> _INSTRUCTIONS TO FOLLOW_:
In the records that follow, reproduce everything from the line containing "of the parking" down to the line containing "x=193, y=201", both included, word for word and with nothing else.

> _INFORMATION SHOWN_:

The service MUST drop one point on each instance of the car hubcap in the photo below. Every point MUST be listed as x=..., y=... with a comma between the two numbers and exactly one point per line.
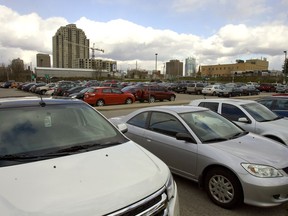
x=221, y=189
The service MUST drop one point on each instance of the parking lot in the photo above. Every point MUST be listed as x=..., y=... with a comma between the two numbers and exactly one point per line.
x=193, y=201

==

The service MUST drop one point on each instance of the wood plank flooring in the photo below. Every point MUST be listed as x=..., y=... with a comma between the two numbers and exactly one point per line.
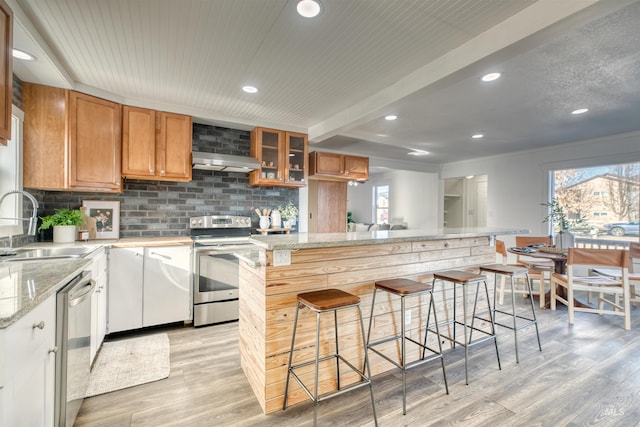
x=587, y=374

> _TASK RESPONSE_:
The service MUST drop one point on each instance of the parking lot in the photo above. Every point MUST be listed as x=..., y=... with a comma between the two numbers and exactly one point per line.
x=193, y=201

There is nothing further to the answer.